Résultats : Les principales lacunes au niveau des établissements de santé étaient le manque de personnel, le manque de qualification du personnel, le manque de formation continue, les directives de traitement inaccessibles et le manque d’équipement et de matériel. Au niveau communautaire, des facteurs socio-économiques et culturels ont entravé l’accès aux interventions et leur utilisation efficace. Bien que le diagnostic et le traitement du paludisme soient gratuits, les patients ne pouvaient pas payer les coûts indirects correspondants, ceci a souvent conduit à des décharges précoces par les patients eux-mêmes et à l’impossibilité d’honorer les rendez-vous ultérieurs. En outre, bien que les moustiquaires soient fournies gratuitement, l’objectif de 80% de couverture (une moustiquaire pour deux personnes) n’a pas été atteint en raison des normes culturelles liées au sommeil, ainsi que du faible niveau d’instruction et de la pauvreté. Il est typique que les hommes aillent dormir chez leurs voisins et pourtant la majorité des maisons n’avaient pas de moustiquaire de rechange pour les invités. Les risques d’exposition étaient également augmentés en raison de la forte mobilité, qui est générée par des facteurs culturels et économiques. Alors que l’accès géographique aux services de santé était pris en charge par des agents de santé communautaires (ASC), beaucoup d’entre eux avaient une formation insuffisante, ce qui affectait grandement leur capacité à faire face à toutes les tâches prévues. En outre, en raison de retards dans le déploiement des nouvelles directives pour certains des médicaments inclus dans les trousses à pharmacie, certains ASC n’ont pas suivi les directives de traitement prescrites. Des barrières linguistiques et la méfiance entre les minorités ethniques de l’Ouest de Quang Tri et les prestataires de services ont également été signalées, ce qui a peut-être contribué au manque de réactivité de la communauté aux conseils médicaux. L’inaccessibilité géographique due au mauvais état des routes et le manque de téléphones figuraient parmi les obstacles contextuels identifiés.

Conclusion : Des lacunes ont été identifiées tout au long du continuum de prestation de soins depuis la structure sanitaire jusqu’au niveau communautaire. Ces observations ont servi de base à l’intervention proposée.

Enseignements : Une analyse complète du contexte est essentielle pour l’efficacité et le succès final de toute intervention proposée.

[CONSIGNE]: Reproduisez à l'identique le passage de l'extrait sur le paludisme qui va de « Conclusion : Des » jusqu'à « à l’intervention proposée. » inclus.

[DONNÉES EXTRAITES]:
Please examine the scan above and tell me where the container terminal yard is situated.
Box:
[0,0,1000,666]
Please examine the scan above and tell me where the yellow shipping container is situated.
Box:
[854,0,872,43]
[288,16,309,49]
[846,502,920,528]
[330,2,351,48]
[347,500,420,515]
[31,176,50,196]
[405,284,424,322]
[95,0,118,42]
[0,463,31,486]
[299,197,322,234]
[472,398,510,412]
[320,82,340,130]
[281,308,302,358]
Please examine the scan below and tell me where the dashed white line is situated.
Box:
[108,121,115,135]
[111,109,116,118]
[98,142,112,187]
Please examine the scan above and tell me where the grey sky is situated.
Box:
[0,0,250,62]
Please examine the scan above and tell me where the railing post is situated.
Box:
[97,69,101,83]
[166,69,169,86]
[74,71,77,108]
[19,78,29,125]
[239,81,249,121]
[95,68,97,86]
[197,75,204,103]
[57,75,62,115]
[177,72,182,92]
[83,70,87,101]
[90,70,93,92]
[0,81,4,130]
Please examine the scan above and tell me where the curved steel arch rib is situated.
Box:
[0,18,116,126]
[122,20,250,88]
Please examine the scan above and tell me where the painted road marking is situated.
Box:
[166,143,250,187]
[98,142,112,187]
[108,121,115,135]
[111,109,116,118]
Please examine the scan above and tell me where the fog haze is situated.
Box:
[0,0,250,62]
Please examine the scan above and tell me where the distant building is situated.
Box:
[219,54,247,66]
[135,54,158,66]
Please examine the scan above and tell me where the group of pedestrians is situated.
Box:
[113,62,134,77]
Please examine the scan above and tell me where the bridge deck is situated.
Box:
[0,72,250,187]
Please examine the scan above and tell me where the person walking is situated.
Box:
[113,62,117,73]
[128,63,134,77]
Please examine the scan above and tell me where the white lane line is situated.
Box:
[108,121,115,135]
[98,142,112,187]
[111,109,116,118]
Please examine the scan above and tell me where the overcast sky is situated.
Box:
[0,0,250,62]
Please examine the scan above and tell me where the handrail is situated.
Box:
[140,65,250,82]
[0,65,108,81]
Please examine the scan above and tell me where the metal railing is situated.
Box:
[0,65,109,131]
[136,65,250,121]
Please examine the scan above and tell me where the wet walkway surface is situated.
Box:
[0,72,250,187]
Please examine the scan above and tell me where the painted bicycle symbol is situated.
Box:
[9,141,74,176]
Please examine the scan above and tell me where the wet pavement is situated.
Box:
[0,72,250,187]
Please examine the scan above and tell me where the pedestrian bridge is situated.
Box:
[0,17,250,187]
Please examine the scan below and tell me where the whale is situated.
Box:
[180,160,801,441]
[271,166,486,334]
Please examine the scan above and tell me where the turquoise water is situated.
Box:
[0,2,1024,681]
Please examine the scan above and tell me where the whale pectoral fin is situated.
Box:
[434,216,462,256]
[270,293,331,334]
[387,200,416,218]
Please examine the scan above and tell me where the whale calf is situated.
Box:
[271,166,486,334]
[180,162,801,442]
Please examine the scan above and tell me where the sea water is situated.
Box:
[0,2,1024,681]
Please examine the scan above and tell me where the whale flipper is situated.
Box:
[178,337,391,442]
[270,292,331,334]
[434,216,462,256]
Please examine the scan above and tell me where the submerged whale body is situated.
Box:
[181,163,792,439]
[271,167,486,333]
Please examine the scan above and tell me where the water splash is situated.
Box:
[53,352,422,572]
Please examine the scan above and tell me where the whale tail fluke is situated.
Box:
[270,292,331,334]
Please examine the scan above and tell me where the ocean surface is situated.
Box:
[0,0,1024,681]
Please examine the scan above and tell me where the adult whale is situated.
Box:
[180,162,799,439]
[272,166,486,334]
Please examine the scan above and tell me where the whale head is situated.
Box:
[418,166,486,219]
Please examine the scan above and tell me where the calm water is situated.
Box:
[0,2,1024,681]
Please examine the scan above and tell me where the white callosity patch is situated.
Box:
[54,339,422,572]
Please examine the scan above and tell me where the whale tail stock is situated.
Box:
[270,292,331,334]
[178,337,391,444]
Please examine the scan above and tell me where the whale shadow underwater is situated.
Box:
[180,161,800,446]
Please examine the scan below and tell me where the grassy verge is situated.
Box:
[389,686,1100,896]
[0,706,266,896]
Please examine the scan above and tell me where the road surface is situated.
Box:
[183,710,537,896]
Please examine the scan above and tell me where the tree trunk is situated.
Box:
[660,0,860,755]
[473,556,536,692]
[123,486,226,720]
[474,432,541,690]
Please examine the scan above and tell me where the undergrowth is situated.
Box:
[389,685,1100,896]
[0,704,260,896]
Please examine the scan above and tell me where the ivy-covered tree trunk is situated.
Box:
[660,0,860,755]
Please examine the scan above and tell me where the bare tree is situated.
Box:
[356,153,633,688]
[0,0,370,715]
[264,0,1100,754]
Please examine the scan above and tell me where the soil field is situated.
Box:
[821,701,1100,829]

[CORRIGÉ]:
Conclusion : Des lacunes ont été identifiées tout au long du continuum de prestation de soins depuis la structure sanitaire jusqu’au niveau communautaire. Ces observations ont servi de base à l’intervention proposée.